DIRECTIONS: Below is a set of records. Repeat all of them exactly.

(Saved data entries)
####################
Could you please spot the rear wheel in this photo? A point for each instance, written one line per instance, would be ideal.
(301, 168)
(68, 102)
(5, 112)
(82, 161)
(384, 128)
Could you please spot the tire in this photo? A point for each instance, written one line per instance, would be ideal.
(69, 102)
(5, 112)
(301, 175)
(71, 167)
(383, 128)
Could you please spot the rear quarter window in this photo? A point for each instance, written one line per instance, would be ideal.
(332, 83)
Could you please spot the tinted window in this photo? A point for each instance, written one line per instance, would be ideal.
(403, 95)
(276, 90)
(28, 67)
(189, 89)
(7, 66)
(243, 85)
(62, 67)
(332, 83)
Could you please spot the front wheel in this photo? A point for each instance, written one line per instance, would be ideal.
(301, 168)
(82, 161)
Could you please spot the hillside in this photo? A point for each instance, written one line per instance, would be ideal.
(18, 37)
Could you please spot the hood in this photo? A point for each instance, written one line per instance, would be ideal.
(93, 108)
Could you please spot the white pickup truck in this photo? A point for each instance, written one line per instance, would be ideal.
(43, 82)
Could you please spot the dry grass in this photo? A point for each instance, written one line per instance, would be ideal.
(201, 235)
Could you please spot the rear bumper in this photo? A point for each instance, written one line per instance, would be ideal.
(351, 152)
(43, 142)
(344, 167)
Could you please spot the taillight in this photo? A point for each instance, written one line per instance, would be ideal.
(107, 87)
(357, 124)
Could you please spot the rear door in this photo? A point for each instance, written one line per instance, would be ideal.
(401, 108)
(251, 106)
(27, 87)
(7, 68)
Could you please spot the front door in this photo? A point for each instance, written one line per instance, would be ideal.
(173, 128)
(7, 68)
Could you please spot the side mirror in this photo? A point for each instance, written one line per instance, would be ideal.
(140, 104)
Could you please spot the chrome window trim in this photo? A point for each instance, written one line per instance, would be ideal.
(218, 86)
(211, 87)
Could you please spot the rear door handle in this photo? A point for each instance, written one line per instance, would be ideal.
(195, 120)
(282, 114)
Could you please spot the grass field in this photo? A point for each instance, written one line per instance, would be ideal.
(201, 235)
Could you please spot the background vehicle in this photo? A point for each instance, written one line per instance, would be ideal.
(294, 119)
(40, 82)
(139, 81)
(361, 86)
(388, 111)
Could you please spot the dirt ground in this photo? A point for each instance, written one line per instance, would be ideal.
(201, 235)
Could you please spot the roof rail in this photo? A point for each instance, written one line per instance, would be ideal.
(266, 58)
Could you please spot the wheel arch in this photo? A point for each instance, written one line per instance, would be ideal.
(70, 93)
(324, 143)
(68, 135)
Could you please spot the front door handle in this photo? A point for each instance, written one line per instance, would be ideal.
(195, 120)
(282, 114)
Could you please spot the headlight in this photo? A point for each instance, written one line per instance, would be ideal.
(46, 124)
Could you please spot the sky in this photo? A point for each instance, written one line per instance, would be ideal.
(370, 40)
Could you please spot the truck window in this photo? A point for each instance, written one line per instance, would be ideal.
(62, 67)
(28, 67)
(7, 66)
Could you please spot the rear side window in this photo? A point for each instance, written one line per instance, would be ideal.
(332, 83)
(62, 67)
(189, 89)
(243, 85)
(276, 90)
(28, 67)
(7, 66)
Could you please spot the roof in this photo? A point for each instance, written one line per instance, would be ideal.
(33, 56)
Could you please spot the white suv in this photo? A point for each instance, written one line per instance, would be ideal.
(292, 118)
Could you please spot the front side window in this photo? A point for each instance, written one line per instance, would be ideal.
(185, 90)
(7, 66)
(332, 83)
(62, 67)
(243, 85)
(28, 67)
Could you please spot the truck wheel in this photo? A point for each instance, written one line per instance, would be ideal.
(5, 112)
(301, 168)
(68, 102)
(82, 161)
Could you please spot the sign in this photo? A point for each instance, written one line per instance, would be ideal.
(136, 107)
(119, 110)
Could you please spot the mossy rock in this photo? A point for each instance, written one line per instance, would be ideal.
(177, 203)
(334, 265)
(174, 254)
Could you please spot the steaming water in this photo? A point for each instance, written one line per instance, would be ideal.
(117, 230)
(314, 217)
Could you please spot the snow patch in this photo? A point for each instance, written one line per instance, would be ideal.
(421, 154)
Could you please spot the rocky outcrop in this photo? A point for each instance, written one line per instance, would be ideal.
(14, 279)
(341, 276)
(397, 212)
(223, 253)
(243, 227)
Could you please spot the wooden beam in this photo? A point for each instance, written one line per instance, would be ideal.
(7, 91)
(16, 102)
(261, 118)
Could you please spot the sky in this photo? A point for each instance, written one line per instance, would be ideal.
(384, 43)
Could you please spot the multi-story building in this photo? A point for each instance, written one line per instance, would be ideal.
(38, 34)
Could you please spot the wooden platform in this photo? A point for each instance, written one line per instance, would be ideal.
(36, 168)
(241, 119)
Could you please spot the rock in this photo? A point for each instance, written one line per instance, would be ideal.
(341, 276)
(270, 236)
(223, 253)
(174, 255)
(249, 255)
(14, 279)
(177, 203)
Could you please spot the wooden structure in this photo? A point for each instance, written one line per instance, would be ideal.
####################
SOLVED EXERCISE:
Could you please spot the rear wheel in this photo? A point for each instance, written one line per instance, would be ideal.
(301, 168)
(68, 102)
(5, 112)
(82, 161)
(384, 128)
Could you please spot the tire in this photo? A point for each instance, written one line per instance, would be ideal.
(69, 102)
(5, 112)
(301, 175)
(71, 167)
(383, 128)
Could you please spot the rear quarter window in this photo? A point for each instance, written one line per instance, would be ideal.
(332, 83)
Could you please spot the tinted window in this photo? A point for each instance, written one line per instance, would be ideal.
(403, 95)
(276, 90)
(28, 67)
(189, 89)
(7, 66)
(243, 85)
(62, 67)
(332, 83)
Could you please spot the front wheel in this photo? A point for each instance, written one line per instance, would be ideal.
(301, 168)
(82, 161)
Could you please spot the hillside in this photo? A point for each instance, written one line per instance, would be ideal.
(18, 37)
Could you please spot the hood in this photo? A point for each instance, written one line per instance, would be ideal.
(93, 108)
Could you please spot the white pickup truck in this photo? A point for each instance, written one line per instance, would be ideal.
(43, 82)
Could you please spot the dry grass in this photo? A point for each instance, written one line per instance, would be ideal.
(201, 235)
Could you please spot the rear bumper in this photo? A point for each instance, written one line per instance, would be ideal.
(351, 152)
(43, 142)
(344, 167)
Could you please spot the taillight in this photo? A point for each instance, written one line per instance, would be ideal.
(107, 87)
(357, 124)
Could you please spot the rear door in this photo? A point for each instance, written one line per instance, would be ideal.
(401, 108)
(251, 106)
(27, 87)
(7, 68)
Could you please spot the front door in this photo? A point for each instance, written one line per instance, would be ideal.
(173, 128)
(7, 68)
Could you please spot the side mirror in this photo? A point for each instance, written one line per instance, would be ideal.
(140, 104)
Could you please spot the chrome window trim in this photo? A point for each instance, written one line per instance, would be ideal.
(218, 86)
(211, 87)
Could you please spot the rear door handle in this photo? A point for each instance, written one line per instance, would be ideal.
(195, 120)
(282, 114)
Could you please spot the grass field in this photo? A point for each instance, written one line per instance, would be ideal.
(201, 235)
Could you please spot the background vehicle in this photo? A point for each instance, written one line per instance, would be ideal.
(294, 119)
(40, 82)
(139, 81)
(361, 86)
(388, 111)
Could you please spot the dirt ground in this photo? A point for each instance, written one line per instance, would be ideal.
(201, 235)
Could you please spot the roof rail in this photo? A point for each instance, written one line per instance, would be ideal.
(266, 58)
Could you please spot the wheel arch in this photo? A point for each instance, written one line per instance, would be ideal.
(70, 93)
(324, 143)
(68, 135)
Could you please spot the front door handle in this photo? A point for each instance, written one line per instance, would be ideal.
(195, 120)
(282, 114)
Could you please spot the headlight in this photo? A point for each instance, written one line per instance, would be ideal.
(46, 124)
Could you please spot the sky in this photo? A point for each instance, written one line per instance, would be ideal.
(370, 40)
Could you please spot the truck window in this photo? A point for each instance, written one line per instance, would be ideal.
(62, 67)
(28, 67)
(7, 66)
Could you please spot the rear side window in this photo? A point for each instance, written one line per instance, would be ideal.
(332, 83)
(62, 67)
(189, 89)
(243, 85)
(276, 90)
(28, 67)
(7, 66)
Could you please spot the roof in this photo? A point for each instance, written one line per instance, would be ideal.
(33, 56)
Could you please spot the white suv in this photo? A point for each instance, written one line per instance, would be ideal.
(292, 118)
Could you please spot the front side window in this photo? A point for each instance, written one line per instance, would be ideal.
(185, 90)
(7, 66)
(332, 83)
(62, 67)
(243, 85)
(28, 67)
Could you please spot the truck wheel in this photo? A point for each instance, written one line per instance, would be ideal.
(5, 112)
(301, 168)
(68, 102)
(82, 161)
Could you please spot the sign in this photo? A point for each instance, written one line per instance, would be ideal.
(136, 107)
(119, 110)
Could you please spot the mossy rock in this photo? A point for each instance, written one line per instance, would be ideal.
(177, 203)
(334, 265)
(174, 254)
Could you please spot the steaming water in this photo? A point for each instance, written one line per instance, would be ideal.
(117, 230)
(314, 217)
Could you please spot the snow patch in this photo? A point for each instance, written one line per instance, would be ideal.
(421, 154)
Could you please spot the rocky outcrop in this photo? A point for each instance, written one line per instance, would be ideal.
(14, 279)
(341, 276)
(397, 212)
(223, 253)
(243, 227)
Could you please spot the wooden beam in this photo? A point for each instance, written one line per instance, would be ideal.
(7, 91)
(16, 102)
(261, 118)
Could you please spot the sky in this photo? A point for each instance, written one line per instance, would be ideal.
(384, 43)
Could you please spot the multi-story building in this photo? A point for each instance, written one line per instance, would be ideal.
(38, 34)
Could you please spot the wooden platform in this photo? A point for each instance, written one line per instance, would be ideal.
(36, 168)
(241, 119)
Could you please spot the rock in this photo? A point for each instance, written one line per instance, would be ideal.
(341, 276)
(270, 236)
(223, 253)
(174, 255)
(249, 255)
(14, 279)
(177, 203)
Could you please spot the wooden structure in this photo? A point for each instance, written one line per instance, would be ideal.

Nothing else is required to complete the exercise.